Bounding-box records

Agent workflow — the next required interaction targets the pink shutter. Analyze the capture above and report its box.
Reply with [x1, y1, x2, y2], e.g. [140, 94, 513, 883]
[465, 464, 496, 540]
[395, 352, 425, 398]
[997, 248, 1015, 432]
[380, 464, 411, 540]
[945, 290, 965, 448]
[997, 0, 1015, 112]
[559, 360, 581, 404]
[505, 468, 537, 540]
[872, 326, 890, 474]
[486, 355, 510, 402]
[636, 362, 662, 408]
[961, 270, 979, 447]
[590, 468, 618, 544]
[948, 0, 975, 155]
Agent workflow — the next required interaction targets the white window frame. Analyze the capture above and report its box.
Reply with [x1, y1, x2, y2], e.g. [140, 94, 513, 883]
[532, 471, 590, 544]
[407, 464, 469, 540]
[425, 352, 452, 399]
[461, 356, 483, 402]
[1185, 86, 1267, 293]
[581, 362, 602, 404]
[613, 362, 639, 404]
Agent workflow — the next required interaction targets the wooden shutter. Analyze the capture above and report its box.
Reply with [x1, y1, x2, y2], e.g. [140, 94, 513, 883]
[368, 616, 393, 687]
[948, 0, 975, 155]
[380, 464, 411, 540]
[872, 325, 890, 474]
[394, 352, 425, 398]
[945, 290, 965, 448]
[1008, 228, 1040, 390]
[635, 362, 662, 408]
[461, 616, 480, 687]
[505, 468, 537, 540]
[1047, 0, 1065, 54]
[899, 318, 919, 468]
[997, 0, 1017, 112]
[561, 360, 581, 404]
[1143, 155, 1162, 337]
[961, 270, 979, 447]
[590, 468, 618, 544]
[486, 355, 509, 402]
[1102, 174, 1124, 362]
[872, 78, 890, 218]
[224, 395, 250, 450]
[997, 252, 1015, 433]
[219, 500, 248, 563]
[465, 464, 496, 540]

THE REQUEST: Rewrite the part of the listing above that starts with the line containing "targets the wooden" and continues through the end of the listing, shifting every answer coordinate up by 8. Leave every other line in that part unchanged.

COMPLETE ANSWER:
Agent workflow — the next required interaction targets the wooden shutter. Analyze the capture above and report its box.
Reply with [x1, y1, x2, y2], e.g. [140, 94, 513, 883]
[376, 624, 401, 695]
[956, 8, 983, 163]
[388, 472, 419, 548]
[880, 333, 898, 482]
[402, 360, 433, 406]
[953, 298, 973, 456]
[1016, 236, 1048, 398]
[643, 370, 670, 416]
[469, 624, 488, 695]
[513, 476, 545, 548]
[1055, 8, 1073, 62]
[907, 326, 927, 476]
[1005, 8, 1025, 120]
[569, 368, 589, 412]
[1151, 163, 1170, 345]
[969, 278, 987, 455]
[598, 476, 626, 552]
[494, 363, 517, 410]
[1110, 182, 1132, 370]
[880, 86, 898, 226]
[232, 403, 258, 458]
[1005, 260, 1023, 441]
[227, 508, 256, 571]
[473, 472, 504, 548]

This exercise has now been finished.